CONSIGNAS DEL EJERCICIO:
A - Reescribe como lista breve el párrafo del texto sobre la política del resentimiento que comienza con "La política del resentimiento es el caldo populista", conservando sus datos principales.
B - Prosigue el texto sobre la política del resentimiento a partir de su última oración.

TEXTO PARA LEER:
--------------------------------

La política del resentimiento es el caldo populista en el que se ceban izquierda y derecha. “La izquierda —escribe Fukuyama— se ha concentrado menos en una amplia igualdad económica y más en promover los intereses de una amplia variedad de grupos percibidos como marginados… [y] la derecha se redefine como patriotas que buscan proteger la identidad nacional tradicional”. Identidad ofrece los ejemplos de la Primavera árabe y la Plaza Maidan (Kiev) para ilustrar las motivaciones de la protesta pública en las que el islamismo y el nacionalismo convergen en la reivindicación de la identidad colectiva y excluyente, cuando “la modernización económica y el rápido cambio social socavan las viejas formas de comunidad y las reemplazan con un pluralismo confuso de formas alternativas de asociación”. Quien ha perdido más con ello es la izquierda socialista que experimenta el desvanecimiento de los referentes colectivos con los que unificaba a los subalternos (clase, etcétera). Estas políticas identitarias, cuyo sustrato es el resentimiento, son abanderadas por los líderes populistas. Por tanto, el antídoto que pueden ofrecer las democracias liberales —asediadas por la inmigración del Sur global y por los nacionalismos xenófobos— es conformar identidades nacionales inclusivas, pues “lo que está en juego es la supervivencia de la propia democracia liberal”.

--------------------------------

DATOS PROPORCIONADOS:
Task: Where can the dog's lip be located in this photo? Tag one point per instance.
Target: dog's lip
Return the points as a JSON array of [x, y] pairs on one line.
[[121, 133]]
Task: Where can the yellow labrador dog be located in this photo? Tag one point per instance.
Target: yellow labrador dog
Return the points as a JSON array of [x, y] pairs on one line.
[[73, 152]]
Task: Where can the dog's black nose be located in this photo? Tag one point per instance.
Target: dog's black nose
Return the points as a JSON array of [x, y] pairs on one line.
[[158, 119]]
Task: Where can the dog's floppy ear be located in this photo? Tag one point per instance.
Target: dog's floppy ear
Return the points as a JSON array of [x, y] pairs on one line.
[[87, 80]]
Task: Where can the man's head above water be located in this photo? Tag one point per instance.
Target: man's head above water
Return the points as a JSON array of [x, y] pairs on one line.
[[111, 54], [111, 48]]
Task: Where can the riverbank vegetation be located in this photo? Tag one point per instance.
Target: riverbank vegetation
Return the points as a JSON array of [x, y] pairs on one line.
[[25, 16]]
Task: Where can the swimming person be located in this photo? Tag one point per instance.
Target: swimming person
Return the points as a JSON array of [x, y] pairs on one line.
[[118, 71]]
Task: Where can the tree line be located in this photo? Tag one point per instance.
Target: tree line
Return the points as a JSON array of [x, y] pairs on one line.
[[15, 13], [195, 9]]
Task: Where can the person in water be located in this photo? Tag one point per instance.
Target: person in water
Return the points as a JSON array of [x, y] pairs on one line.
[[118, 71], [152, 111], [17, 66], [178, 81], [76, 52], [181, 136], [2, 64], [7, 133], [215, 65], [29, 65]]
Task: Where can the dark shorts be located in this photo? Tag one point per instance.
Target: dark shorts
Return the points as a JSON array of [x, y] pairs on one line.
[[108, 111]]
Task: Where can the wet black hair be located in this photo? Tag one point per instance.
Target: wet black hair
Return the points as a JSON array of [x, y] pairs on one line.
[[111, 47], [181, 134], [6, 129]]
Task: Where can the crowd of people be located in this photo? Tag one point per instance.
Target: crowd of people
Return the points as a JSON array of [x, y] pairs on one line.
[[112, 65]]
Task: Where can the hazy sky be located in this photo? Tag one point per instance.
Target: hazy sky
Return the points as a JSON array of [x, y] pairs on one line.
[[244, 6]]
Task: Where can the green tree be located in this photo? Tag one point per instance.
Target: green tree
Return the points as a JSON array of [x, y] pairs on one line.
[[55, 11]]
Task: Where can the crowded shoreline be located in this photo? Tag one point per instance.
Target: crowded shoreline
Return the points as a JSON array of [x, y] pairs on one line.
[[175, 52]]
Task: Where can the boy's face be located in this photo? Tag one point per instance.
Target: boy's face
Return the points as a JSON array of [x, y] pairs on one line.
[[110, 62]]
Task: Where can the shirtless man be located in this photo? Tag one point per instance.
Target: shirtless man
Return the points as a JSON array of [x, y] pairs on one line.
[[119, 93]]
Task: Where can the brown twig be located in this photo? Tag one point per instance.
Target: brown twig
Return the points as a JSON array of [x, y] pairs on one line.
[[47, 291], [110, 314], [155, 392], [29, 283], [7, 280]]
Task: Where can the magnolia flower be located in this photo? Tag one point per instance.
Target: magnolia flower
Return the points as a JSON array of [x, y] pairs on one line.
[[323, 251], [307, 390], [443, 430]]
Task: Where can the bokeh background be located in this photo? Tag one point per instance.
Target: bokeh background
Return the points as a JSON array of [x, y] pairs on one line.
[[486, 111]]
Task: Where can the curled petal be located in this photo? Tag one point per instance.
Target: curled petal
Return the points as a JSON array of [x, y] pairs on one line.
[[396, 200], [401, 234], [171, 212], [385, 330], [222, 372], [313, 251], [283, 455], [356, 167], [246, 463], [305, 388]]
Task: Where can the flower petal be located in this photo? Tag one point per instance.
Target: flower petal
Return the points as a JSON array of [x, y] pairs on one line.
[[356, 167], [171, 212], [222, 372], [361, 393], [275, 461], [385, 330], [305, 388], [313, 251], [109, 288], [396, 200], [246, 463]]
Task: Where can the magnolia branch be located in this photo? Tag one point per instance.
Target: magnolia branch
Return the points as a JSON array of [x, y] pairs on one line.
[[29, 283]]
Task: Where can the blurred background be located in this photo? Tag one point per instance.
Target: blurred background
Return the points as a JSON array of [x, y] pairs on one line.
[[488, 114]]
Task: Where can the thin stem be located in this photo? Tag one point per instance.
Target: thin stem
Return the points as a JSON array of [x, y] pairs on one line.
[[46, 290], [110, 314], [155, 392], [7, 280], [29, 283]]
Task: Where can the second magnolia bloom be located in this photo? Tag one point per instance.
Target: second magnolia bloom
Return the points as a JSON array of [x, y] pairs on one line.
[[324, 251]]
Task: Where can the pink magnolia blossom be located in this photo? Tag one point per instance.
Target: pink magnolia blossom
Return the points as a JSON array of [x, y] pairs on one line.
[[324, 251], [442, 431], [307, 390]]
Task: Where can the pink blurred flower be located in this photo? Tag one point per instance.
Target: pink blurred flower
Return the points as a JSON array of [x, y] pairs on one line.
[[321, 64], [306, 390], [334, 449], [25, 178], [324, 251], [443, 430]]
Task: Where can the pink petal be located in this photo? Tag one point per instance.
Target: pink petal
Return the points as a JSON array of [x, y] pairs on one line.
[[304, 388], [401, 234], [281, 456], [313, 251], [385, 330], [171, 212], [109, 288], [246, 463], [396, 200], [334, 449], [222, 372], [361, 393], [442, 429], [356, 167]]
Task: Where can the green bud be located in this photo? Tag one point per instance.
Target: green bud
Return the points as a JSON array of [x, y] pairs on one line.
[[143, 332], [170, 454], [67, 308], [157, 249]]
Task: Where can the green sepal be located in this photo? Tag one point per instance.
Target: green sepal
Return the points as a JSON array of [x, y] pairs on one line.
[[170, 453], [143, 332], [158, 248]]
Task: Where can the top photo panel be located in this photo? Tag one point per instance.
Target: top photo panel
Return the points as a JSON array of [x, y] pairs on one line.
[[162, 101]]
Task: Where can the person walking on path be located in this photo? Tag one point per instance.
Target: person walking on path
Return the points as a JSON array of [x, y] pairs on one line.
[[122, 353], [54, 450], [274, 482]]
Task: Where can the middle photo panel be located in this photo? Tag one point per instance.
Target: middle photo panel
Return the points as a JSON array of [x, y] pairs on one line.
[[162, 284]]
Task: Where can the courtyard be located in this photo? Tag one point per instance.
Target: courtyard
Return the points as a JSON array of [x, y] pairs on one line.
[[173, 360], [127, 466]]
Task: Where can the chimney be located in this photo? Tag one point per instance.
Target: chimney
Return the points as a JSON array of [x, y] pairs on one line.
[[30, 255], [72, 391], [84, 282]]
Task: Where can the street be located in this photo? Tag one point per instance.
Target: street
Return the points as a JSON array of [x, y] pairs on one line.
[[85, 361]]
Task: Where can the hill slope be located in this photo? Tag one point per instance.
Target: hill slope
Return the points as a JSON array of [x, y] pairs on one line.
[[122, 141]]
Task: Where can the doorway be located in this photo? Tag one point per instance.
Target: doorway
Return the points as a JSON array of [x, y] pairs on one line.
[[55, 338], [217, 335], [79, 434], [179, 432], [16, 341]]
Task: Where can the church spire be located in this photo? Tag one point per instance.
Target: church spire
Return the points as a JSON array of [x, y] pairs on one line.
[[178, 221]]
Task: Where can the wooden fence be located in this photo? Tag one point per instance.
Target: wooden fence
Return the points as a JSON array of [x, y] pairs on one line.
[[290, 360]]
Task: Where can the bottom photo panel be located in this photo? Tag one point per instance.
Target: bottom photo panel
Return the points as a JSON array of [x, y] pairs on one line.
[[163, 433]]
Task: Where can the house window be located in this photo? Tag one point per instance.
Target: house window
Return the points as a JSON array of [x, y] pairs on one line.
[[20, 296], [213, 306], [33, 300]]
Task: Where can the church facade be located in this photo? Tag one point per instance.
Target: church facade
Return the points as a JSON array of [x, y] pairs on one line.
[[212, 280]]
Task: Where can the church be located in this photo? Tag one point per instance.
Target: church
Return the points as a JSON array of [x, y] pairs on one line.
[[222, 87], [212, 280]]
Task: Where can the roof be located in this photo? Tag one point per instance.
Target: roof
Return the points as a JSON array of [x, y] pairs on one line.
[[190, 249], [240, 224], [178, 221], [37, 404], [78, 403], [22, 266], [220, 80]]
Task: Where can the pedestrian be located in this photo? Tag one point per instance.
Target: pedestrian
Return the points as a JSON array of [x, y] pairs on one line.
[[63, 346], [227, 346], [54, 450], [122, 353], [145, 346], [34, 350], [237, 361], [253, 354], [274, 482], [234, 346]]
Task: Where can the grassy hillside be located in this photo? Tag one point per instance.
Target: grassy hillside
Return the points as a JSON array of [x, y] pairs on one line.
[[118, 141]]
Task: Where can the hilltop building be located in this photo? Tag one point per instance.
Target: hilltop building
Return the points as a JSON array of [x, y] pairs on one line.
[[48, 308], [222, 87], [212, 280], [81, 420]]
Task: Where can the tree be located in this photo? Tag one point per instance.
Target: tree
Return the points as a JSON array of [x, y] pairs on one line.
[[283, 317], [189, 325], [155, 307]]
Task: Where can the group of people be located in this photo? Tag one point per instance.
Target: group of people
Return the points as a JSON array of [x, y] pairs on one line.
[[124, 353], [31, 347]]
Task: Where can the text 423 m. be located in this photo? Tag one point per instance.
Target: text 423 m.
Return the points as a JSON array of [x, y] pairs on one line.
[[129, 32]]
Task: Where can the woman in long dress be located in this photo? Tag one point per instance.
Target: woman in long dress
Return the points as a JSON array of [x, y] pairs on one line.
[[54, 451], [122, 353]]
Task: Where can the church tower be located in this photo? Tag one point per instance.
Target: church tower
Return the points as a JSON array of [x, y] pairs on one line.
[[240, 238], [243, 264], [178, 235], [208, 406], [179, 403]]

--------------------------------

RESPUESTAS:
A -
- La política del resentimiento es el caldo populista del que se alimentan izquierda y derecha.
- Según Fukuyama, la izquierda ha pasado de buscar una amplia igualdad económica a promover los intereses de diversos grupos percibidos como marginados.
- La derecha se redefine como patriotas que quieren proteger la identidad nacional tradicional.
- Identidad ilustra la protesta pública con la Primavera árabe y la Plaza Maidan (Kiev), donde islamismo y nacionalismo convergen en reivindicar una identidad colectiva y excluyente.
- Esto ocurre cuando la modernización económica y el rápido cambio social sustituyen las viejas formas de comunidad por un pluralismo confuso de asociaciones.
- La más perjudicada es la izquierda socialista, que pierde los referentes colectivos, como la clase, con los que unificaba a los subalternos.
- Los líderes populistas abanderan estas políticas identitarias basadas en el resentimiento.
- El antídoto de las democracias liberales, asediadas por la inmigración del Sur global y los nacionalismos xenófobos, es formar identidades nacionales inclusivas, porque está en juego su propia supervivencia.

B -
El politólogo estadounidense no está dispuesto a problematizar el liberalismo incorporando la cuestión social, ese gran déficit de la modernidad, motivo que Hannah Arendt (Sobre la revolución) consideró espurio, en la medida en que la única reivindicación legítima en las revoluciones modernas era para ella la libertad: “desde que la Revolución había abierto las barreras del reino político a los pobres este reino se había convertido en social”. Lo que para Arendt era una coartada para colar la necesidad al reino de la política, para Fukuyama es prácticamente inexistente. Identidad sostiene que la Revolución francesa abrió dos vertientes de las políticas identitarias. Una pugnaba por el reconocimiento de la dignidad de los individuos, mientras la otra aspiraba a hacer efectiva la dignidad de los colectivos. Aquélla se concretó con la universalización de los derechos individuales en el siglo XIX, en tanto que la otra, irresuelta, siguió el incierto cauce de los nacionalismos y de la politización religiosa.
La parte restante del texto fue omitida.